Task input:
== == ==
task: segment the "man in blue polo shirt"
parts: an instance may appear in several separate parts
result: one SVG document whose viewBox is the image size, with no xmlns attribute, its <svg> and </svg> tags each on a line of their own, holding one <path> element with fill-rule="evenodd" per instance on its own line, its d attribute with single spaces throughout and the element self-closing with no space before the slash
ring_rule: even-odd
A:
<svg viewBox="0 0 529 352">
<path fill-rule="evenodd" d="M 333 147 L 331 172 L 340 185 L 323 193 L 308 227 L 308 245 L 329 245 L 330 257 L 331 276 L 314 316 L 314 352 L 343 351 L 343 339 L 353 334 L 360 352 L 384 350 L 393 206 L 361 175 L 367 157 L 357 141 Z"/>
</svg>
== == ==
Task details: Please render every line of the rows above as a numbered list, leaving out any blank lines.

Result of this exercise:
1. task: segment the "man in blue polo shirt"
2. parts: an instance may appear in several separate parts
3. result: one SVG document whose viewBox is the image size, with no xmlns attribute, its <svg> and </svg> tags each on a line of their own, holding one <path> element with fill-rule="evenodd" per instance on its own line, its d attribute with single spaces throughout and the element self-closing with no space before the slash
4. ring_rule: even-odd
5. A:
6. <svg viewBox="0 0 529 352">
7. <path fill-rule="evenodd" d="M 333 147 L 331 172 L 340 185 L 323 193 L 308 227 L 308 245 L 329 245 L 330 257 L 331 276 L 314 316 L 314 352 L 343 351 L 343 339 L 353 334 L 360 352 L 384 350 L 393 206 L 361 175 L 367 157 L 357 141 Z"/>
8. </svg>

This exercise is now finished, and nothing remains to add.